:: Given request 1 ::
Retype part of the News Corp article below, starting at "Chief executive Rupert" and ending after "before the company.".

News Corp won't rush into asset sales

With its bid for broadcaster BSkyB withdrawn, News Corp is turning its attention to fighting the political and legal fall-out of the UK phone hacking scandal and is unlikely to rush any decision on asset sales.

Chief executive Rupert Murdoch and his management team have closed the scandal-hit tabloid News of the World and aborted the $12-billion deal to take over BSkyB, taking care of the two most pressing business issues before the company.

The aborted BSkyB bid will cost Wall Street banks about $80-million in lost advisory fees, according to Thomson Reuters and Freeman Consulting.

Any asset disposals such as a possible sale of News International—the unit that holds British newspapers—are a lower priority now than dealing with the political upheaval and regulatory probes in Britain, a source close to the situation said.

“First thing you have to determine is who did what. Did Murdoch violate the law? And who knew about it? And then you determine what is the remedy to any of all that,” said an industry banker who is not involved in the situation.

Investors have been clamoring for years for News Corp to rid itself of its newspaper assets, which are seen as a drag on the company’s performance because of low growth. But Murdoch has remained steadfast in his refusal to sell newspapers, such as The Times of London, The Sunday Times and The Sun.

:: Given request 2 ::
How many lines of the entries below contain the string "ceiling"? Give only the number.

:: Entries provided ::
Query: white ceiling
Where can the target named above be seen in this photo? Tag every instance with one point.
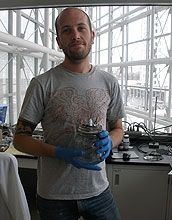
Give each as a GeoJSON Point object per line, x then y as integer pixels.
{"type": "Point", "coordinates": [11, 4]}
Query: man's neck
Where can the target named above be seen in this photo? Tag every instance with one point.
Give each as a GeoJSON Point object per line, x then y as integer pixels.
{"type": "Point", "coordinates": [78, 67]}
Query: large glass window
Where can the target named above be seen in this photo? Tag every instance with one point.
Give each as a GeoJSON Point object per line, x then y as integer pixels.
{"type": "Point", "coordinates": [131, 42]}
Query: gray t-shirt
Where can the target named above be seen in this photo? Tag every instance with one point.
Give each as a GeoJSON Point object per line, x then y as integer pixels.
{"type": "Point", "coordinates": [61, 100]}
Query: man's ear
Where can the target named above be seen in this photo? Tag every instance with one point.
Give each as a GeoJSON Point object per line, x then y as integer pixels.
{"type": "Point", "coordinates": [92, 36]}
{"type": "Point", "coordinates": [58, 42]}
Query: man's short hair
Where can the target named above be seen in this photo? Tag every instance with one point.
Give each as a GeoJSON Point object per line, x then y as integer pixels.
{"type": "Point", "coordinates": [56, 21]}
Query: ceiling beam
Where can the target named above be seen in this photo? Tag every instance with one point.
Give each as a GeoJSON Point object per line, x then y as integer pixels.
{"type": "Point", "coordinates": [21, 4]}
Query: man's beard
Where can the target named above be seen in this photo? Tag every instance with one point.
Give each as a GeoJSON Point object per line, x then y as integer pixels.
{"type": "Point", "coordinates": [77, 55]}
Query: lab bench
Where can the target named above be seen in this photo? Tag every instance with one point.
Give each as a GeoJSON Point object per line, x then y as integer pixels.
{"type": "Point", "coordinates": [142, 189]}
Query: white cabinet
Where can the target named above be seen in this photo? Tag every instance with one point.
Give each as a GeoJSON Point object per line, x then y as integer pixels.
{"type": "Point", "coordinates": [140, 191]}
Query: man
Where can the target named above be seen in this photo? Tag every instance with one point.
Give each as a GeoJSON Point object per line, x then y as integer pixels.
{"type": "Point", "coordinates": [62, 98]}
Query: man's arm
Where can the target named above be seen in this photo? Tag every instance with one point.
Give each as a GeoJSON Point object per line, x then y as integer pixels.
{"type": "Point", "coordinates": [115, 131]}
{"type": "Point", "coordinates": [23, 140]}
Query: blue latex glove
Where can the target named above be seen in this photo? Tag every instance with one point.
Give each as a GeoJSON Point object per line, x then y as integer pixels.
{"type": "Point", "coordinates": [71, 156]}
{"type": "Point", "coordinates": [105, 144]}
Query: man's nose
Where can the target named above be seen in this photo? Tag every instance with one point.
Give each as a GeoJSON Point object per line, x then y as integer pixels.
{"type": "Point", "coordinates": [75, 35]}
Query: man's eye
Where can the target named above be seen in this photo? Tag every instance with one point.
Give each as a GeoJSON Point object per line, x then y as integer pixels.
{"type": "Point", "coordinates": [80, 28]}
{"type": "Point", "coordinates": [66, 31]}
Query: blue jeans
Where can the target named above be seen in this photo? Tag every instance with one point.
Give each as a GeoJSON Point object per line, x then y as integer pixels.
{"type": "Point", "coordinates": [101, 207]}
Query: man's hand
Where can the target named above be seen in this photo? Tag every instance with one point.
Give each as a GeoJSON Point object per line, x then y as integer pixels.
{"type": "Point", "coordinates": [105, 144]}
{"type": "Point", "coordinates": [71, 156]}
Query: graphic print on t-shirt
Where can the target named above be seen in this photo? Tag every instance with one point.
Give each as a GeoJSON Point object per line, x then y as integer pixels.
{"type": "Point", "coordinates": [67, 108]}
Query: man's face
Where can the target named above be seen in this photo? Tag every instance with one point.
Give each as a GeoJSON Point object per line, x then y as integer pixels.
{"type": "Point", "coordinates": [74, 35]}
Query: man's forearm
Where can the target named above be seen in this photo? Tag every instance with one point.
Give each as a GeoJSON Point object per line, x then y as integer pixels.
{"type": "Point", "coordinates": [29, 145]}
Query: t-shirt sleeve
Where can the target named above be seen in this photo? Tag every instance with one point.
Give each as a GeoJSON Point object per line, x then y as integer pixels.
{"type": "Point", "coordinates": [33, 104]}
{"type": "Point", "coordinates": [116, 106]}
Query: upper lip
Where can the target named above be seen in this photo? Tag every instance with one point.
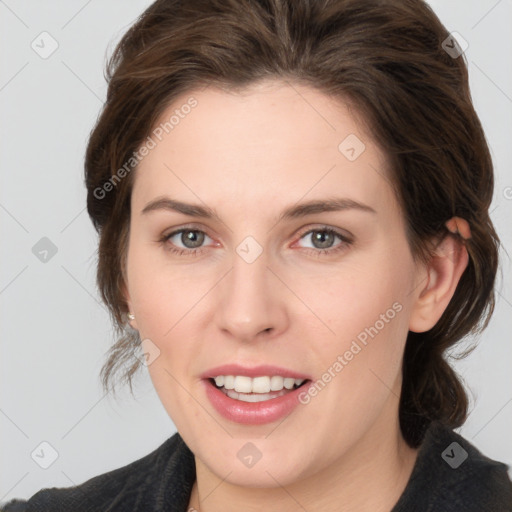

:: Task result 1 ::
Chief executive Rupert Murdoch and his management team have closed the scandal-hit tabloid News of the World and aborted the $12-billion deal to take over BSkyB, taking care of the two most pressing business issues before the company.

:: Task result 2 ::
2